EXERCISE DETAILS: Update the stretch of the material from the line containing "(format x=427, y=530)" through the line containing "x=68, y=416" so that "dirt" becomes "gravel". Return only those lines, with everything else left unchanged.

INPUT:

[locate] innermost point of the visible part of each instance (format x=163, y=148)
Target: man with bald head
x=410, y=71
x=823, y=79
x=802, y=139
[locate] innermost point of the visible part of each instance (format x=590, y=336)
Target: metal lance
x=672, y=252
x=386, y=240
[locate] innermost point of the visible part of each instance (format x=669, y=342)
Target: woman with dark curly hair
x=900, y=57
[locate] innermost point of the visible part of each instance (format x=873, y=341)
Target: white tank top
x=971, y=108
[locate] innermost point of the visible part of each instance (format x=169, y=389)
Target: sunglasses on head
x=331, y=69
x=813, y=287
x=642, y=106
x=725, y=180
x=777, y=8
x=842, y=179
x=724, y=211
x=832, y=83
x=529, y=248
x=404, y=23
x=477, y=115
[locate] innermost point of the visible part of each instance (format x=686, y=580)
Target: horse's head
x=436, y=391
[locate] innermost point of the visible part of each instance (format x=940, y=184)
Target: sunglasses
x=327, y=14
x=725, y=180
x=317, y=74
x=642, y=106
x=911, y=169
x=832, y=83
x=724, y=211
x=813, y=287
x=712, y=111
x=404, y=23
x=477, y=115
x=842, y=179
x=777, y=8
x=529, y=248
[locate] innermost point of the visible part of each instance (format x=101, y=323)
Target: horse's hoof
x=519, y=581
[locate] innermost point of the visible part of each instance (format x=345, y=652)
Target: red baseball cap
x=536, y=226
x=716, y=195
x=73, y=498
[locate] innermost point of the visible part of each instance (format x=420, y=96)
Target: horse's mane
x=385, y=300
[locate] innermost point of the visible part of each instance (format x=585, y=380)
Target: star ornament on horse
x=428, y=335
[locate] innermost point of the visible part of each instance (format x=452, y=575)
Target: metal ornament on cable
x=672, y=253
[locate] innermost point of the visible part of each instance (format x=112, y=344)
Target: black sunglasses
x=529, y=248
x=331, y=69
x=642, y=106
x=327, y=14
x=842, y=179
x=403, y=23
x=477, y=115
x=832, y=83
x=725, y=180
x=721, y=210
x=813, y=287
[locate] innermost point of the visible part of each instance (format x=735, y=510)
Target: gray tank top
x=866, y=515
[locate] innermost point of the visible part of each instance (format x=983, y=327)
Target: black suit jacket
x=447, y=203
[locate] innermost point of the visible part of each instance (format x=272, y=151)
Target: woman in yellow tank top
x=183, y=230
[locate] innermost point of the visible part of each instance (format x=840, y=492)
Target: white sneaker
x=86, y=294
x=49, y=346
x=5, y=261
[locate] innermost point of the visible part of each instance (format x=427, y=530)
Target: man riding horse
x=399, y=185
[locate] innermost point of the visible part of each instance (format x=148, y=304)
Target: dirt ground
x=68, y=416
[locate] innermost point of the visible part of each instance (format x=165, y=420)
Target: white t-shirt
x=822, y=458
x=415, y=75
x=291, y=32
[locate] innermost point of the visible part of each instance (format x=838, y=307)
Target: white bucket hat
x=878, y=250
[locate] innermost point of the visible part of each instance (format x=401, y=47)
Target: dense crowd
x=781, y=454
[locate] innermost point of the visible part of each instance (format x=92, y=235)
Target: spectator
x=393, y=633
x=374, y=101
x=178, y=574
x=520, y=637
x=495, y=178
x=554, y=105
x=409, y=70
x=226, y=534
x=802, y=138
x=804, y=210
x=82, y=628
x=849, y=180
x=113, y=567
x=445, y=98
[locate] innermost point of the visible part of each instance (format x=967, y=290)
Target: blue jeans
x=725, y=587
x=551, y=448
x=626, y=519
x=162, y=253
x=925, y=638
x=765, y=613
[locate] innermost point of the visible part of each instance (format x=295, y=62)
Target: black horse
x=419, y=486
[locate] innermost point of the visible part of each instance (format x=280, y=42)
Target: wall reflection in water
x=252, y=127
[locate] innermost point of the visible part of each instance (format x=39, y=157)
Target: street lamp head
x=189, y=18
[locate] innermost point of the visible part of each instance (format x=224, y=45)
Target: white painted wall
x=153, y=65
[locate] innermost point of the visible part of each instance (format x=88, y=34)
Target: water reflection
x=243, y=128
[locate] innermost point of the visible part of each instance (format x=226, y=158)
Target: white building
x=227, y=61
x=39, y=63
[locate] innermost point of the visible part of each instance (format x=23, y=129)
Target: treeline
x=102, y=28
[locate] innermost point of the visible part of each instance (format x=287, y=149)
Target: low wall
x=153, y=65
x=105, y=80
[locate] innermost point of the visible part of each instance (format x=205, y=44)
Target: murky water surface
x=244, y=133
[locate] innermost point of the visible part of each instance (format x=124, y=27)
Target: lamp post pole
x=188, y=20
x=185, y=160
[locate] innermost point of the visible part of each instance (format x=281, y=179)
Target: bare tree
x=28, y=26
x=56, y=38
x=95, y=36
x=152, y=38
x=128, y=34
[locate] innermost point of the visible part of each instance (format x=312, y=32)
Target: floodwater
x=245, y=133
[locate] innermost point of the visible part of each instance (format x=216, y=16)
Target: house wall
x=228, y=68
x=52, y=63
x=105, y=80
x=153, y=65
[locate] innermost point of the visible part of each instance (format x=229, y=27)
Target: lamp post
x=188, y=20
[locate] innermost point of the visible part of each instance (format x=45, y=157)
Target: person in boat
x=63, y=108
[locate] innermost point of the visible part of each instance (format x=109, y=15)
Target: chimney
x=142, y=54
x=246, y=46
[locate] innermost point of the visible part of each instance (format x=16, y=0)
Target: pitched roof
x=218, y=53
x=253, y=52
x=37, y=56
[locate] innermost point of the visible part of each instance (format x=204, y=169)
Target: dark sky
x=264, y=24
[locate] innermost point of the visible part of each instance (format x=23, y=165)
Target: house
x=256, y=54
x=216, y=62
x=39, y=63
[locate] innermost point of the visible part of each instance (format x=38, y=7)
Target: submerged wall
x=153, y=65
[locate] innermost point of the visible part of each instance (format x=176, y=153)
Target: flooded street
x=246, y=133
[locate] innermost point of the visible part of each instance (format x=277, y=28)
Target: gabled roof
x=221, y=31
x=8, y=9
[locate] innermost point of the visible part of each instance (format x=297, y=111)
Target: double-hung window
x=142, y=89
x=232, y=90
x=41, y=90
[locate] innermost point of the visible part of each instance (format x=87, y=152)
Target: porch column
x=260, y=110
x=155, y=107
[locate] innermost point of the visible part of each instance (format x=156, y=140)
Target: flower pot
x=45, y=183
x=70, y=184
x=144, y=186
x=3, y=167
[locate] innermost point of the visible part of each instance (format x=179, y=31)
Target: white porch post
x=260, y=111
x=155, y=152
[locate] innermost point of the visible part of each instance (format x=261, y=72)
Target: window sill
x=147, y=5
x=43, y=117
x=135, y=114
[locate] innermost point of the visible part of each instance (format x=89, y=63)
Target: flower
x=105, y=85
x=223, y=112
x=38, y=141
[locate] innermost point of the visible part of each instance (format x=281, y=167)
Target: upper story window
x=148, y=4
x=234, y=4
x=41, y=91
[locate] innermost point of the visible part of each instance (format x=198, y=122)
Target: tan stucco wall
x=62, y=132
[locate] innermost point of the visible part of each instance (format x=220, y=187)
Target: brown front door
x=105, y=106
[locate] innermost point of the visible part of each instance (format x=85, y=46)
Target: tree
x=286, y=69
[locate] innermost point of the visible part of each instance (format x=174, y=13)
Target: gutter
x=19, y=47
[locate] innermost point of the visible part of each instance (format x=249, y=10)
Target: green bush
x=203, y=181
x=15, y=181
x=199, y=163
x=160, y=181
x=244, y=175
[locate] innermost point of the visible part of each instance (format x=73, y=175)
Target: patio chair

OUTPUT BELOW:
[locate] innermost point of the visible part of each instance (format x=427, y=530)
Target: man riding horse
x=399, y=185
[locate] innermost point of the visible part of each instance (format x=148, y=304)
Target: gravel ground
x=68, y=416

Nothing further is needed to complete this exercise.